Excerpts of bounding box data
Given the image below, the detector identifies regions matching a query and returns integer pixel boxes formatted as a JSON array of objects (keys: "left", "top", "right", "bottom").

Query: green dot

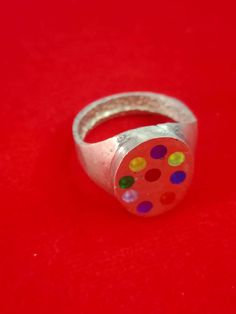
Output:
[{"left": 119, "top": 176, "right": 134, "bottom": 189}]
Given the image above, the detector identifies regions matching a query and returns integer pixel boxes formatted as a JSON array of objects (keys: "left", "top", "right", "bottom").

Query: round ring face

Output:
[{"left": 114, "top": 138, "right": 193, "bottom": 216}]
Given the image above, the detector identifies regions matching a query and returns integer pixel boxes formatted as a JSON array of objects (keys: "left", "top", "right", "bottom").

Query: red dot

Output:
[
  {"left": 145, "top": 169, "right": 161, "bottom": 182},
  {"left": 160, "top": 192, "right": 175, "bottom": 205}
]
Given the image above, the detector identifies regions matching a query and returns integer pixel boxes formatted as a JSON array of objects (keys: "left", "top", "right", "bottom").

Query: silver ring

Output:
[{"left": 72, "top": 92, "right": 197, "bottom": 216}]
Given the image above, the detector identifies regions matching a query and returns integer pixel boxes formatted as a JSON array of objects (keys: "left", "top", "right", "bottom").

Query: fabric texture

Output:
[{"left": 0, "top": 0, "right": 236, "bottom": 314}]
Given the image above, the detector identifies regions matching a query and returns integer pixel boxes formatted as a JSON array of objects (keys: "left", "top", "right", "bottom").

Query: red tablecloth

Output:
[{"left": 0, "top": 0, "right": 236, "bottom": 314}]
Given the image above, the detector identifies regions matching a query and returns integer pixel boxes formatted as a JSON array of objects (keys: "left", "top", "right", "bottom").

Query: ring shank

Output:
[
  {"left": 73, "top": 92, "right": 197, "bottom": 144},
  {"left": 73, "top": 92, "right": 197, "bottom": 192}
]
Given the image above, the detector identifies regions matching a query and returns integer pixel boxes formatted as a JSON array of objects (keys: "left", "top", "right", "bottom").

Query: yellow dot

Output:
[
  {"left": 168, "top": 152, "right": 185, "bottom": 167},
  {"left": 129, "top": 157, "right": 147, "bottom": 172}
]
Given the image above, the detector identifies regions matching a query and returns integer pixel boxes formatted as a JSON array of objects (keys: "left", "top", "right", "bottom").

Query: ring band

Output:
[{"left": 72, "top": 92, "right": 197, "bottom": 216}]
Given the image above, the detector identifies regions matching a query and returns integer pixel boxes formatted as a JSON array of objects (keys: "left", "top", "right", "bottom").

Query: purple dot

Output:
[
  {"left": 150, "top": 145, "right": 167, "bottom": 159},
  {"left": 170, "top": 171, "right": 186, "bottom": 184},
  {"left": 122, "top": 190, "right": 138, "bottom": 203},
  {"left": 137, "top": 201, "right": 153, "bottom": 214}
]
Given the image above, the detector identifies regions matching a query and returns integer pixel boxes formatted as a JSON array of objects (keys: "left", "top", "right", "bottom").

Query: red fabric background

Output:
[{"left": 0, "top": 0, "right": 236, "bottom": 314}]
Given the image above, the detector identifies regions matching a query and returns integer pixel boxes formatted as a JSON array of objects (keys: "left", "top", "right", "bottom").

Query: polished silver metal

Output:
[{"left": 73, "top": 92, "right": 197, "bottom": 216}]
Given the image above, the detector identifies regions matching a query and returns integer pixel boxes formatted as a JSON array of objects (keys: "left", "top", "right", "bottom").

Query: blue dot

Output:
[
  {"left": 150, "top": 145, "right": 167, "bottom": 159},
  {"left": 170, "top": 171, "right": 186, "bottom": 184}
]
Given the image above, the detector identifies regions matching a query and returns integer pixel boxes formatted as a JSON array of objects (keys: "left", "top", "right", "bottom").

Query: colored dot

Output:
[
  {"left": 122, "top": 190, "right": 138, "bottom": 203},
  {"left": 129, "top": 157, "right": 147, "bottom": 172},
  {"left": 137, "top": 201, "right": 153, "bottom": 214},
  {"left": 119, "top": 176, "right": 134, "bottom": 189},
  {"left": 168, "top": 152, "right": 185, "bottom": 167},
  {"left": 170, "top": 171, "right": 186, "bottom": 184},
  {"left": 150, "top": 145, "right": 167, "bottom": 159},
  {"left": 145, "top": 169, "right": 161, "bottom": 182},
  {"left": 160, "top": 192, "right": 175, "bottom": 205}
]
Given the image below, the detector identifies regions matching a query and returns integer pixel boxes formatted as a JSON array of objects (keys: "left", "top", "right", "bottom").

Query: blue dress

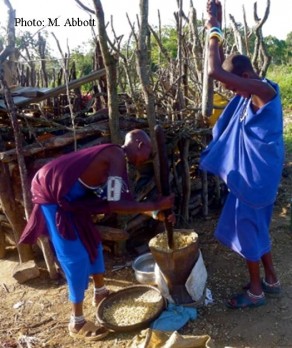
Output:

STATED GOAL: Except for the pictures, copy the material above exactly.

SOLVED EXERCISE:
Given the image below, the detector identifies regions matching a query and returns integer pixel boxes formatted as a JSON array of objects (keys: "left", "top", "right", "bottom").

Query: green dot

Output:
[{"left": 119, "top": 176, "right": 134, "bottom": 189}]
Given the image above, the detector identifies regions matching a query and returns integer pixel boxes formatted as a JSON array of objects (keys: "left", "top", "right", "bottom").

Query: round ring face

Output:
[{"left": 114, "top": 138, "right": 193, "bottom": 216}]
Given the image above, the detector identifies regions matching a query and returns integer pixel boxes formatted as a JSON array of objects (keys: "left", "top", "right", "bottom").

Query: red dot

Output:
[
  {"left": 145, "top": 169, "right": 161, "bottom": 182},
  {"left": 160, "top": 192, "right": 175, "bottom": 205}
]
Given the image above, the detector identifies regions matching a query and returns integer pixel boxes formatted as a JSON array of objects (keys: "left", "top", "right", "bottom").

Query: silver ring

Output:
[{"left": 72, "top": 92, "right": 197, "bottom": 216}]
Given the image above, the detector identifies regions matching a query and returns integer pixel boxes formatted as a JSON array of objects (keys: "left", "top", "right", "bottom").

Query: fabric texture

Output:
[{"left": 0, "top": 0, "right": 236, "bottom": 314}]
Given the image above, the detector identifies regions matching a query and returns integer pixel boxes formatted as a JSON array of objects (keys: "left", "top", "right", "bottom").

Query: red tablecloth

Output:
[{"left": 0, "top": 0, "right": 236, "bottom": 314}]
Given the image above, the detector identifies regions matching a query and returns integer pixel boxes formatted as a JSON array of objects (keys: "left", "top", "right", "bottom").

Query: ring shank

Output:
[
  {"left": 73, "top": 92, "right": 197, "bottom": 144},
  {"left": 73, "top": 92, "right": 197, "bottom": 192}
]
Given the image above, the detector identifies regions matching a query and returns integer pixel boxes formatted as a JSON array of objects (keys: "left", "top", "right", "bottom").

Query: yellow dot

Output:
[
  {"left": 168, "top": 152, "right": 185, "bottom": 167},
  {"left": 129, "top": 157, "right": 147, "bottom": 172}
]
Given the image above, the detector identifies regions matching a query and returns integer pixel boxes formatted as a JSON array of objects (keys: "left", "top", "right", "bottom").

Query: ring band

Output:
[{"left": 72, "top": 92, "right": 197, "bottom": 216}]
Given the image above, the detector identifies regions matching a query and returns integer pixel boxes formatted as a JSON array of objects (keys: "left", "top", "right", "bottom").

Query: purple dot

Output:
[
  {"left": 150, "top": 145, "right": 167, "bottom": 159},
  {"left": 170, "top": 171, "right": 186, "bottom": 184},
  {"left": 122, "top": 190, "right": 138, "bottom": 203},
  {"left": 137, "top": 201, "right": 153, "bottom": 214}
]
Given the image above, the detector identifies regions matching a query and returns integer pixel boxes formatted as a JSON array of objects (keys: "left", "top", "right", "bottom").

Query: red fabric background

Output:
[{"left": 0, "top": 0, "right": 236, "bottom": 314}]
Given the image above, the detector identifies regions matching a query and returns integer pixel boxes formatted as a JSON array of objects (keys: "left", "top", "right", "bottom").

Query: polished silver metal

Output:
[{"left": 73, "top": 92, "right": 197, "bottom": 216}]
Given the image above, the detector identifies regions matching a query and returns integer pixel boxes formatted as a JSON array of objects (keys: "left", "top", "right", "bottom").

Query: blue dot

Output:
[
  {"left": 150, "top": 145, "right": 167, "bottom": 159},
  {"left": 170, "top": 171, "right": 186, "bottom": 184}
]
Given the image above, the detector identifies regions matching a query and returns integer pixel boxes formatted as a JSON array of objects (keys: "left", "top", "right", "bottom").

Query: colored dot

Output:
[
  {"left": 122, "top": 190, "right": 138, "bottom": 203},
  {"left": 129, "top": 157, "right": 147, "bottom": 172},
  {"left": 137, "top": 201, "right": 153, "bottom": 214},
  {"left": 119, "top": 176, "right": 134, "bottom": 189},
  {"left": 168, "top": 152, "right": 185, "bottom": 167},
  {"left": 170, "top": 171, "right": 186, "bottom": 184},
  {"left": 150, "top": 145, "right": 167, "bottom": 159},
  {"left": 145, "top": 169, "right": 161, "bottom": 182},
  {"left": 160, "top": 192, "right": 175, "bottom": 205}
]
Given the image below, the detector identifies regions matching a query and returns integer pixel boxes formatted as a JSON array of objects (keys: "left", "top", "right", "bottom").

Query: blue dress

Output:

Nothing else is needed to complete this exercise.